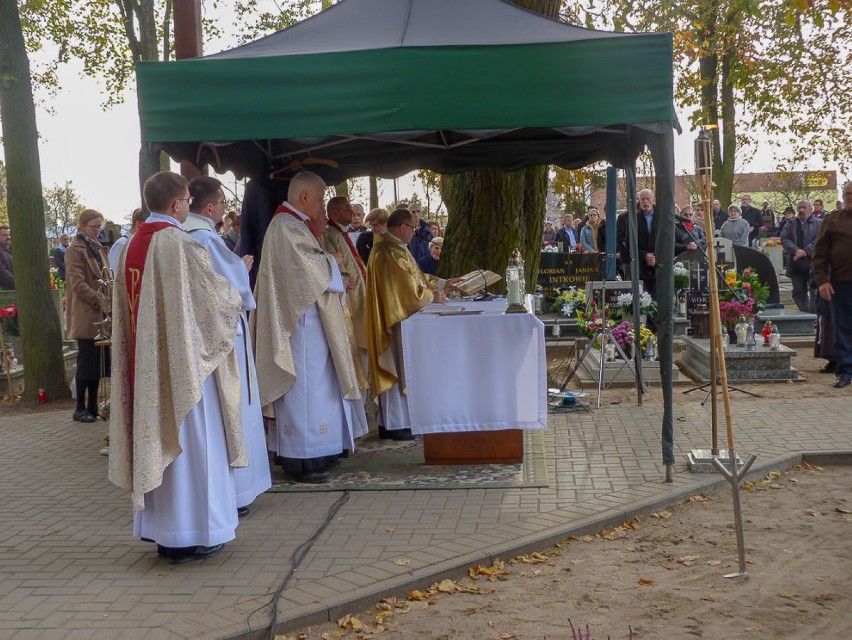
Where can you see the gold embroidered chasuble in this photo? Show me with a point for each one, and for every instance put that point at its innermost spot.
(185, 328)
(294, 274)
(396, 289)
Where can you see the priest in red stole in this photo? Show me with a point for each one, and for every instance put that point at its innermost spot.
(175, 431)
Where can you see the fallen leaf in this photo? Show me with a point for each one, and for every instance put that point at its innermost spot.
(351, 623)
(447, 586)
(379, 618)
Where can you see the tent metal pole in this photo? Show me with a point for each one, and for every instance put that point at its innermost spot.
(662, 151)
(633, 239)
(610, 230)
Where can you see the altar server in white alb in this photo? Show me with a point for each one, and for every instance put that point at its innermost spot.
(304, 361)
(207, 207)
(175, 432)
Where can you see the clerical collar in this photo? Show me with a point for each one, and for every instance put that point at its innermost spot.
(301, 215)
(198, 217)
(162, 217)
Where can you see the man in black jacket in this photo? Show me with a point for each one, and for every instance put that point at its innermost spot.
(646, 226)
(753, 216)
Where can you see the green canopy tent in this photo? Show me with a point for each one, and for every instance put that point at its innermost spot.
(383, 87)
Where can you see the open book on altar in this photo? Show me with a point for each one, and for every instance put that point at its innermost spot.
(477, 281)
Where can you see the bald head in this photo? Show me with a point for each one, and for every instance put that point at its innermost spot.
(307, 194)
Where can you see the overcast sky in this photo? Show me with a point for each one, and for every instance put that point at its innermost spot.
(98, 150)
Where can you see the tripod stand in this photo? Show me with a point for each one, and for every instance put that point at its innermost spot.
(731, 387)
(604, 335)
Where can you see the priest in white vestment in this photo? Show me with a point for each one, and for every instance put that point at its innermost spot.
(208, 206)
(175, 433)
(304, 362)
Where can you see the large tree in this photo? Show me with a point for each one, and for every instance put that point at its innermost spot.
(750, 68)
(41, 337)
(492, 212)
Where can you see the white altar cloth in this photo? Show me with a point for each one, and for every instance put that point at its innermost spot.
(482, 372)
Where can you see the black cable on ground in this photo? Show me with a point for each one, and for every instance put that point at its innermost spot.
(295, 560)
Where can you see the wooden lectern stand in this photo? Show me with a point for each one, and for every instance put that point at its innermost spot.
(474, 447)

═══

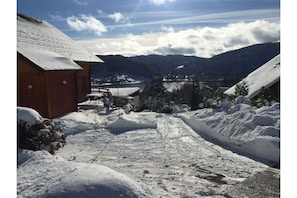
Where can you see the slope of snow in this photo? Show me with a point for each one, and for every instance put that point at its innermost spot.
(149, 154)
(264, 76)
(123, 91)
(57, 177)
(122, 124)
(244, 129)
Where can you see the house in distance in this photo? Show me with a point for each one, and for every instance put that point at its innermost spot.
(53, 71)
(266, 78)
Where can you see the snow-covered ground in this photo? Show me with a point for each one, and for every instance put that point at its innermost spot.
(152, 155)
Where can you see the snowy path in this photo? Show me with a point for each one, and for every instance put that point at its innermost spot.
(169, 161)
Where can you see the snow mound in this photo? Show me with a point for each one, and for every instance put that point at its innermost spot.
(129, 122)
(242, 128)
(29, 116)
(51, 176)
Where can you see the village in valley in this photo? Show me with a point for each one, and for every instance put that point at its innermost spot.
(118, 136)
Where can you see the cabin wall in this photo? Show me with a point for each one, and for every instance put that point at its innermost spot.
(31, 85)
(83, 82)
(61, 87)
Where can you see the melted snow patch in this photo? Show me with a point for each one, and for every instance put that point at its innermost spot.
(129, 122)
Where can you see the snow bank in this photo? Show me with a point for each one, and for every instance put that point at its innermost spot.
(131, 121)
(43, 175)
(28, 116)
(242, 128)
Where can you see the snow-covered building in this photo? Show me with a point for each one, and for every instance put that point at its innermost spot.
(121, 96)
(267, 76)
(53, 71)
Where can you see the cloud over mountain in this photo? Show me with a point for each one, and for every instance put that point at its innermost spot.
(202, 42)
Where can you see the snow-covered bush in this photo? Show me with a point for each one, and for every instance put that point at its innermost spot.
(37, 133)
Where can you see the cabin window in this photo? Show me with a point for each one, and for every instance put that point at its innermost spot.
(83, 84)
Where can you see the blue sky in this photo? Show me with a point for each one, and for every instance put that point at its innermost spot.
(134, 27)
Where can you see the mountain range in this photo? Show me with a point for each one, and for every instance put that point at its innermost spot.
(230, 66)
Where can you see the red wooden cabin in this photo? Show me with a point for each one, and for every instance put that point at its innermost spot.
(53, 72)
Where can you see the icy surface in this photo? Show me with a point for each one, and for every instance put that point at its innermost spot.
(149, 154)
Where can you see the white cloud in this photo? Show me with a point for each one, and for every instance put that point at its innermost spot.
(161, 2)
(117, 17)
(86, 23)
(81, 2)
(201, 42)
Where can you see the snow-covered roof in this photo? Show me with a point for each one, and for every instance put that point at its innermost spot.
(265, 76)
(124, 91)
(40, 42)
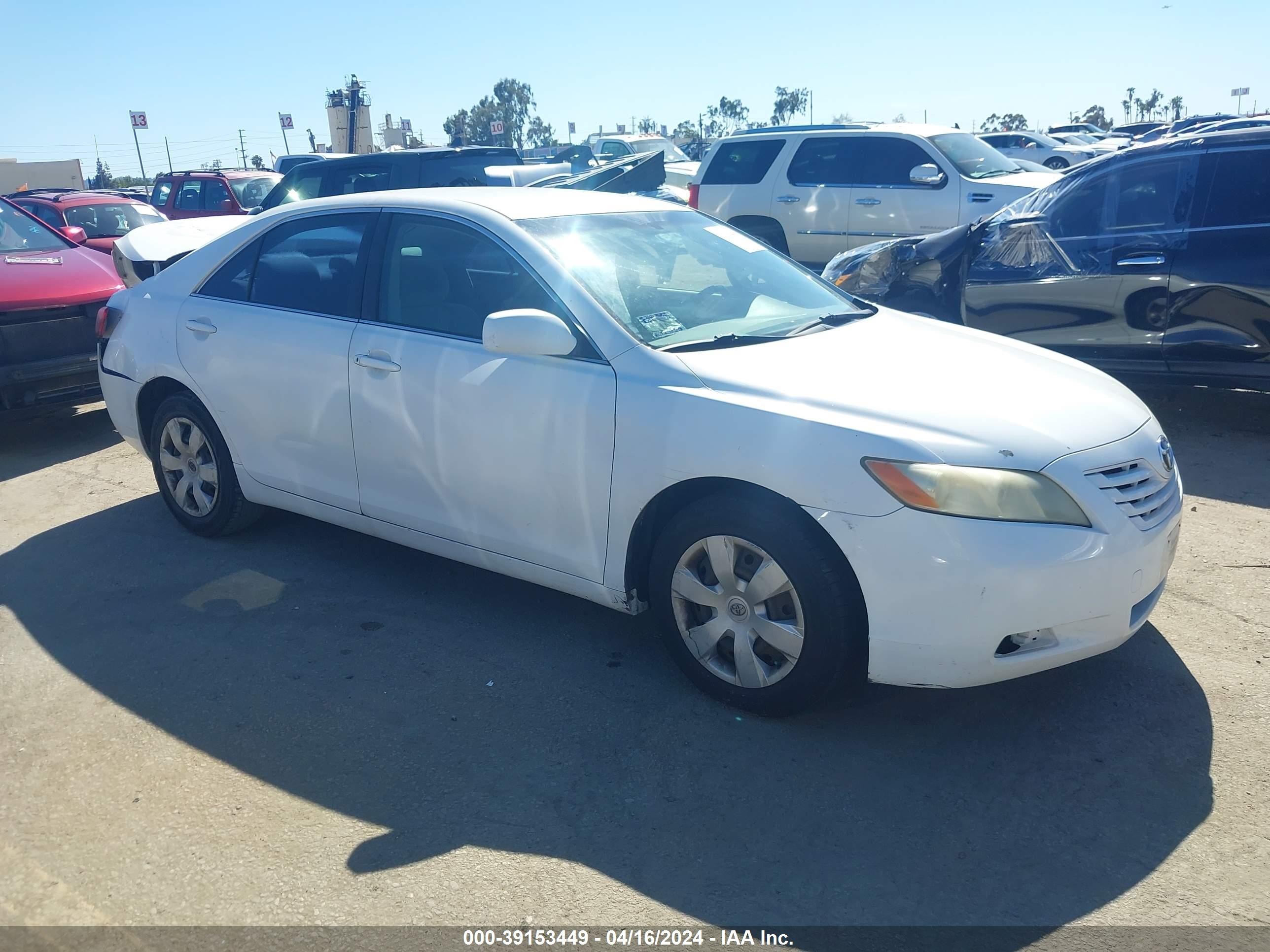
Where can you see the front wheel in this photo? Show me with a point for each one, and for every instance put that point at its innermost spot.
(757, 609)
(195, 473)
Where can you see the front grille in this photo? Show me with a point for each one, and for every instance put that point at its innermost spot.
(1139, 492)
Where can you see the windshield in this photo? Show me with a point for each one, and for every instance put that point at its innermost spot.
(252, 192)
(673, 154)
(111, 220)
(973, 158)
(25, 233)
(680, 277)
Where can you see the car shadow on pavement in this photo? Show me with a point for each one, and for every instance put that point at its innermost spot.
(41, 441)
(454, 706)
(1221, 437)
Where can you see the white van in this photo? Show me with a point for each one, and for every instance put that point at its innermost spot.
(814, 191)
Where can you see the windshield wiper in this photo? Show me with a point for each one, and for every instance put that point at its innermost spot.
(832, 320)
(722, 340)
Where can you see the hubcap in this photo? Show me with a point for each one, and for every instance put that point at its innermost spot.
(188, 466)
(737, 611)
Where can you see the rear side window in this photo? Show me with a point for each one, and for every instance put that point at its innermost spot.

═══

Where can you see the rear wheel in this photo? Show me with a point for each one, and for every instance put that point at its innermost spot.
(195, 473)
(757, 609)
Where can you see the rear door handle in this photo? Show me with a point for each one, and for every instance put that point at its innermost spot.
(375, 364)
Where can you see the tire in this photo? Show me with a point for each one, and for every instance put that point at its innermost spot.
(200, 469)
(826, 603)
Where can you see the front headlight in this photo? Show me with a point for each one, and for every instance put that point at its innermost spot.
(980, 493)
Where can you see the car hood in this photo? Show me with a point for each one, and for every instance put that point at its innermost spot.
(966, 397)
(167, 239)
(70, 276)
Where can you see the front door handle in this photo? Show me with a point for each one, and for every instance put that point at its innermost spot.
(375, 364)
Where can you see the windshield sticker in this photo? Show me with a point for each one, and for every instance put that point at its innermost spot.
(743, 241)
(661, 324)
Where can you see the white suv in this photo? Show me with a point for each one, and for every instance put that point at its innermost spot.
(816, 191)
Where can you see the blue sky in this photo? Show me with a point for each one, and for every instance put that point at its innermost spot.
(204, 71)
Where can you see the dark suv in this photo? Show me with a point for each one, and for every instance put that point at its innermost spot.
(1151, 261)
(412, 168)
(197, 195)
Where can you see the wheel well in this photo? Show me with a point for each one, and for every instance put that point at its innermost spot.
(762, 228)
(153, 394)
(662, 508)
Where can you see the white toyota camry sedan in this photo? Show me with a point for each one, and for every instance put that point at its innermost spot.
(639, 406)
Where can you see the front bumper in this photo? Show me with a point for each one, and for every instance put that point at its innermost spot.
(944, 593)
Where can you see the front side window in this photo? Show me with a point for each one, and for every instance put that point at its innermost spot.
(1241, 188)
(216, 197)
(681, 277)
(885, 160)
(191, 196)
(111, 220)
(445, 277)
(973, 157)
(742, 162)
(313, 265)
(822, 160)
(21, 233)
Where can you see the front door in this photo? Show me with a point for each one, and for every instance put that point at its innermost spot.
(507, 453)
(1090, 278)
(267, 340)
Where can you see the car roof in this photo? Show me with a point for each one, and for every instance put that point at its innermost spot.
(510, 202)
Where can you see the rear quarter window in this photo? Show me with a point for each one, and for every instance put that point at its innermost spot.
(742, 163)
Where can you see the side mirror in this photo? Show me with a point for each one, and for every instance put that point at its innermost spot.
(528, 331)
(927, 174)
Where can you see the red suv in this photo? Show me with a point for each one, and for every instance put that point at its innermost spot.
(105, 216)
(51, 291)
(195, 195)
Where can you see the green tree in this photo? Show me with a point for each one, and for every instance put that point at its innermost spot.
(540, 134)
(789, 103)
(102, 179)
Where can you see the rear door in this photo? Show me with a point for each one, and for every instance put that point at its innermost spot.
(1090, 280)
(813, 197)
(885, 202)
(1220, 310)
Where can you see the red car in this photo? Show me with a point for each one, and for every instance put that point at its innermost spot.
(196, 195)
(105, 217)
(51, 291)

═══

AIM: Edit the items that begin at the line containing "Where can you see the windshield wiper" and end with the line containing "Where can you see the rear side", replacing "hubcap" with "wheel cover" and leaving everything else unchanged.

THE REPLY:
Where can you see the windshield wiper in this photo? Show me with a point for each one, and for every instance put that point at its innermost spot.
(832, 320)
(722, 340)
Where can you see the wheel cover in this photo? Show me with a point for each one, and for every instance put that point at its innermost spot.
(188, 466)
(737, 611)
Where can you see the rear side window in this photo? Show me with a point for each one, and for every instance put that point at its innermost spot.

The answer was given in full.